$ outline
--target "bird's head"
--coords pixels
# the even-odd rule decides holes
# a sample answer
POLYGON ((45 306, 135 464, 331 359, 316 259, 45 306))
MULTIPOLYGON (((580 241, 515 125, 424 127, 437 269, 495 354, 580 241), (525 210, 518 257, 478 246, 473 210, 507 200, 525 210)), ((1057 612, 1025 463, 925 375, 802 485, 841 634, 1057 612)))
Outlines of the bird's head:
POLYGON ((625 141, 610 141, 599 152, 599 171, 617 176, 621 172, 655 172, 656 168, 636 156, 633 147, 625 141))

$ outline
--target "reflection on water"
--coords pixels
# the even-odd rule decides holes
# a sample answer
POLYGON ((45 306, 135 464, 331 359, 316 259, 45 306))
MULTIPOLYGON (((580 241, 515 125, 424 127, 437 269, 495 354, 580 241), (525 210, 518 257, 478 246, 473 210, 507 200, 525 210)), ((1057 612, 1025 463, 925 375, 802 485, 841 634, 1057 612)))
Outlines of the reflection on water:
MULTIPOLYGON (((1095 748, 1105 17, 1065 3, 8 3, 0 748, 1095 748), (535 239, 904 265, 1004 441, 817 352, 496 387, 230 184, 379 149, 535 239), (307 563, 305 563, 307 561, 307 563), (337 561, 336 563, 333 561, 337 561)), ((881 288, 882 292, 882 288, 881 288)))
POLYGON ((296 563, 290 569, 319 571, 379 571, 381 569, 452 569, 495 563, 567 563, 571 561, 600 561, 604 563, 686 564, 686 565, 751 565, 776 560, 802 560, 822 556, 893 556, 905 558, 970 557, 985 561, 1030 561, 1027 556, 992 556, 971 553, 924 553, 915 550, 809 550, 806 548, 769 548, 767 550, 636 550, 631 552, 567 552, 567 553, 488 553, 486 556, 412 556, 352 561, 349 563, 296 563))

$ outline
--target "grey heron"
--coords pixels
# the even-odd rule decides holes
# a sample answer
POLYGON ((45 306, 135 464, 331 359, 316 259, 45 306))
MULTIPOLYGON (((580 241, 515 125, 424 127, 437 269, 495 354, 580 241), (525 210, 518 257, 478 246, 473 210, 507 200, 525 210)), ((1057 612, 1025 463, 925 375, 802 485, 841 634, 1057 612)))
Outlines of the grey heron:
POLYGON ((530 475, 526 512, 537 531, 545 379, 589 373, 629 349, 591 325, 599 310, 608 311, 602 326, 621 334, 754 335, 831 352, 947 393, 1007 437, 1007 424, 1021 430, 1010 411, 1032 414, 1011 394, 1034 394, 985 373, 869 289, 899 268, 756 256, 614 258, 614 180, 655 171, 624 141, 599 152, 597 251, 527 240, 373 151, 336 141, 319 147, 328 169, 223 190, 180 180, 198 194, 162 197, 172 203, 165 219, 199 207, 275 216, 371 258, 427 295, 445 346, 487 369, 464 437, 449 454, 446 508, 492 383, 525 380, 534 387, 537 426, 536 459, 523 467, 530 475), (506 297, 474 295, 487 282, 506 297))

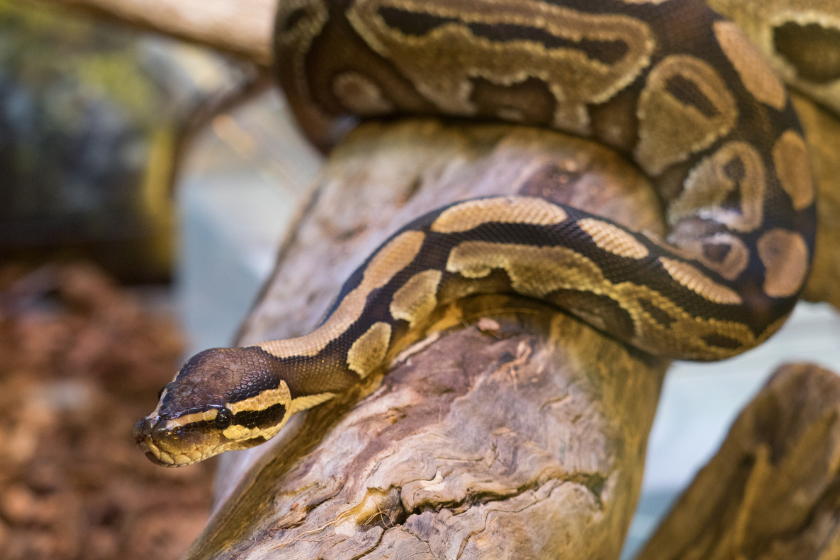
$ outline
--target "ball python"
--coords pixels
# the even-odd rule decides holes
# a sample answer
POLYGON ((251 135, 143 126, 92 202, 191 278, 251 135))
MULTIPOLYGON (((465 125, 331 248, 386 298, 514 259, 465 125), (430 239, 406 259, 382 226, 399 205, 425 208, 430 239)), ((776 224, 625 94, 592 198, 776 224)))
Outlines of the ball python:
POLYGON ((581 135, 635 162, 670 231, 529 196, 420 216, 311 334, 189 359, 135 428, 155 463, 268 440, 457 298, 537 298, 645 352, 719 360, 773 334, 803 287, 816 216, 796 114, 755 47, 700 0, 283 0, 275 51, 318 145, 353 119, 401 115, 581 135))

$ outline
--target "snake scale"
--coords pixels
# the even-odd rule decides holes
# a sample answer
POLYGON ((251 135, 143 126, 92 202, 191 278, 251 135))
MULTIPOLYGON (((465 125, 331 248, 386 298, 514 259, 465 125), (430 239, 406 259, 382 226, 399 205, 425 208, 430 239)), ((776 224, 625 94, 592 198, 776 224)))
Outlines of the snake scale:
POLYGON ((446 115, 573 133, 625 153, 667 240, 542 198, 457 202, 396 232, 311 334, 191 358, 135 428, 181 466, 273 437, 381 369, 436 307, 554 304, 636 348, 719 360, 790 314, 814 252, 808 153, 786 90, 700 0, 283 0, 275 49, 301 126, 446 115))

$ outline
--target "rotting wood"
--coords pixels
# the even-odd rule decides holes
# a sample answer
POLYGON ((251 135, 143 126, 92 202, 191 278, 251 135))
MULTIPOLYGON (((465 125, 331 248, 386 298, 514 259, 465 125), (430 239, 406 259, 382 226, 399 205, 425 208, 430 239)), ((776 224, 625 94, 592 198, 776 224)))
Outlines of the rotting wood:
POLYGON ((779 369, 637 560, 840 558, 840 377, 779 369))
MULTIPOLYGON (((588 142, 365 125, 328 160, 240 342, 311 329, 352 269, 426 210, 549 190, 661 231, 647 183, 588 142)), ((380 388, 372 380, 224 456, 221 503, 187 557, 616 558, 667 362, 503 296, 441 309, 418 335, 431 343, 380 388)))

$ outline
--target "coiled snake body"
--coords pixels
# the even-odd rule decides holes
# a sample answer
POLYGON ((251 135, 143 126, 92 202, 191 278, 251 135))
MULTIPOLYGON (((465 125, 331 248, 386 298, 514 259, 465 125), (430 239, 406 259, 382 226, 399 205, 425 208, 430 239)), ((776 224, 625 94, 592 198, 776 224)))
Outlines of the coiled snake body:
POLYGON ((549 127, 627 153, 667 205, 656 239, 527 196, 455 203, 386 241, 312 334, 190 359, 135 436, 180 466, 262 443, 383 366, 434 309, 477 293, 555 304, 641 350, 717 360, 761 343, 815 235, 786 91, 699 0, 284 0, 278 71, 321 145, 347 117, 549 127))

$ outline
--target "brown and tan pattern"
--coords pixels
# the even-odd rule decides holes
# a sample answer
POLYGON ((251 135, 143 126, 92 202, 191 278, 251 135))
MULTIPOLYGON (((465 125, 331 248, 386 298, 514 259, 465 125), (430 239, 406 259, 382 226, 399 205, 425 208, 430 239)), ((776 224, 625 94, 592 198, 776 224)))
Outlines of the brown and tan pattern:
POLYGON ((391 342, 391 325, 374 323, 347 351, 347 367, 365 378, 382 365, 391 342))
POLYGON ((771 229, 758 240, 758 256, 764 268, 764 291, 771 297, 797 293, 808 274, 808 244, 798 233, 771 229))
POLYGON ((773 164, 782 188, 797 210, 814 203, 814 179, 808 162, 808 147, 798 133, 788 130, 773 146, 773 164))
MULTIPOLYGON (((429 212, 350 277, 311 334, 188 362, 138 424, 138 440, 168 421, 169 440, 195 427, 209 434, 204 449, 256 445, 381 369, 437 308, 473 294, 539 299, 678 359, 727 358, 775 332, 805 283, 815 233, 808 153, 781 82, 700 0, 578 5, 282 2, 278 74, 322 146, 347 117, 377 115, 506 120, 602 139, 659 188, 665 239, 547 190, 429 212), (288 397, 259 401, 281 384, 288 397), (230 413, 250 402, 260 404, 230 413)), ((780 20, 776 47, 800 75, 832 78, 830 57, 802 50, 791 21, 780 20)))
POLYGON ((586 218, 578 221, 577 226, 589 234, 599 249, 613 255, 641 259, 650 254, 647 247, 635 237, 622 228, 603 220, 586 218))
POLYGON ((566 221, 566 212, 540 198, 511 196, 463 202, 447 208, 432 223, 432 231, 458 233, 482 224, 513 223, 554 225, 566 221))
POLYGON ((443 272, 418 272, 403 284, 391 300, 391 316, 414 325, 425 319, 437 307, 437 291, 443 272))

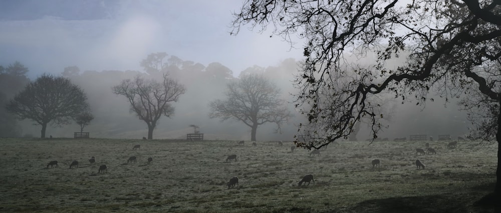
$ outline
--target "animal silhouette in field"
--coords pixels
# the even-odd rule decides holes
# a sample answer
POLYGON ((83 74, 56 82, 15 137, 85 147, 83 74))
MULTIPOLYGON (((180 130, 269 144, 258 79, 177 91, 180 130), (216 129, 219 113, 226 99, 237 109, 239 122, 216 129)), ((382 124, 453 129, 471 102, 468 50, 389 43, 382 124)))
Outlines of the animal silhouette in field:
POLYGON ((313 154, 313 156, 315 156, 315 154, 320 156, 320 150, 314 150, 311 152, 310 152, 310 156, 311 156, 312 154, 313 154))
POLYGON ((59 165, 58 164, 58 161, 57 160, 53 160, 53 161, 51 161, 50 162, 49 162, 49 164, 47 164, 47 168, 48 168, 49 166, 50 166, 51 168, 52 168, 52 166, 53 166, 54 165, 56 166, 56 168, 57 168, 58 166, 59 166, 59 165))
POLYGON ((422 168, 424 170, 424 165, 423 164, 423 163, 421 162, 420 160, 416 160, 416 168, 417 168, 418 170, 419 170, 419 168, 422 168))
POLYGON ((236 188, 238 188, 238 178, 237 177, 231 178, 229 180, 229 181, 226 184, 226 186, 228 186, 228 188, 232 188, 234 187, 235 184, 236 184, 236 188))
POLYGON ((140 148, 141 148, 141 145, 137 144, 134 146, 134 148, 132 148, 132 150, 135 150, 136 148, 138 150, 140 150, 141 149, 140 148))
POLYGON ((231 160, 234 159, 235 161, 236 161, 236 154, 231 154, 228 156, 228 158, 226 158, 226 162, 227 162, 228 160, 231 160))
POLYGON ((129 162, 134 162, 134 163, 135 164, 136 163, 136 156, 131 156, 130 158, 129 158, 129 160, 127 160, 127 163, 128 164, 129 162))
POLYGON ((93 156, 92 158, 91 158, 90 159, 89 159, 89 162, 90 162, 91 164, 96 164, 96 158, 94 158, 94 156, 93 156))
POLYGON ((108 173, 108 168, 106 167, 106 165, 101 165, 99 166, 99 170, 97 172, 104 174, 105 171, 108 173))
POLYGON ((150 163, 152 161, 153 161, 153 158, 151 158, 151 157, 148 158, 148 164, 150 164, 150 163))
POLYGON ((437 154, 437 152, 435 150, 434 148, 428 148, 428 150, 426 151, 426 154, 429 154, 430 152, 433 154, 437 154))
POLYGON ((315 185, 315 180, 313 180, 313 176, 312 174, 307 174, 301 179, 301 181, 299 182, 298 184, 298 186, 299 187, 301 186, 302 184, 306 185, 306 182, 308 182, 308 184, 307 186, 310 186, 310 183, 311 182, 313 182, 313 185, 315 185))
POLYGON ((378 159, 372 160, 372 168, 374 168, 374 166, 380 168, 381 166, 379 166, 379 162, 380 161, 378 159))
POLYGON ((419 154, 421 155, 421 156, 424 155, 425 154, 424 150, 423 150, 422 148, 416 148, 416 156, 417 155, 418 153, 419 153, 419 154))
POLYGON ((450 142, 447 144, 447 148, 454 148, 457 146, 457 142, 450 142))
POLYGON ((70 164, 70 168, 71 168, 72 167, 75 166, 77 168, 78 168, 78 162, 77 160, 73 160, 73 162, 71 162, 71 164, 70 164))

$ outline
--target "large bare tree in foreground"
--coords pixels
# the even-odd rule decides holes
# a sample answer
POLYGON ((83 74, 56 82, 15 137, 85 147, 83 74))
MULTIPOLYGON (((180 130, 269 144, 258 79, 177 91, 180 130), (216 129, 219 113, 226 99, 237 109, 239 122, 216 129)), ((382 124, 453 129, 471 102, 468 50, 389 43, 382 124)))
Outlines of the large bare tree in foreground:
POLYGON ((153 130, 162 116, 170 118, 174 114, 170 102, 177 102, 186 91, 184 86, 167 78, 167 74, 164 74, 162 82, 137 76, 133 80, 123 80, 112 90, 113 93, 127 98, 131 112, 136 112, 148 125, 148 140, 153 139, 153 130))
MULTIPOLYGON (((498 0, 340 0, 244 2, 234 14, 233 30, 249 24, 291 41, 305 41, 300 104, 316 124, 317 140, 300 144, 319 148, 347 137, 353 124, 363 116, 371 120, 376 135, 380 130, 378 106, 370 98, 383 91, 395 98, 427 100, 430 88, 446 100, 475 90, 501 108, 501 86, 489 73, 478 68, 489 66, 501 58, 501 1, 498 0), (366 70, 347 70, 348 54, 362 57, 377 53, 376 64, 366 70), (392 58, 405 56, 404 64, 385 66, 392 58), (328 97, 328 99, 326 98, 328 97)), ((497 110, 497 182, 501 194, 501 114, 497 110)))
POLYGON ((280 125, 291 116, 285 101, 280 98, 280 90, 262 76, 244 75, 238 82, 228 84, 226 96, 226 100, 210 102, 209 116, 243 122, 250 128, 252 141, 256 140, 260 125, 276 124, 279 132, 280 125))
POLYGON ((41 126, 44 138, 48 124, 68 124, 88 111, 87 100, 83 90, 68 78, 44 74, 14 96, 7 108, 19 119, 31 119, 41 126))

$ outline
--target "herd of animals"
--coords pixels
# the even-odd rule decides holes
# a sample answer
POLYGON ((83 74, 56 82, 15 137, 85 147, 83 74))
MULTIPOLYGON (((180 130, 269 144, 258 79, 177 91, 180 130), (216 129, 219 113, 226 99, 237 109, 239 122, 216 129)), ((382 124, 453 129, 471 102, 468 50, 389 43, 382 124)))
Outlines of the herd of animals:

-=-=-

### [作業指示]
上記データのうち、文字列「wood」を含む行を数え、その数のみを答えること。大文字と小文字は区別する。

### [解答]
2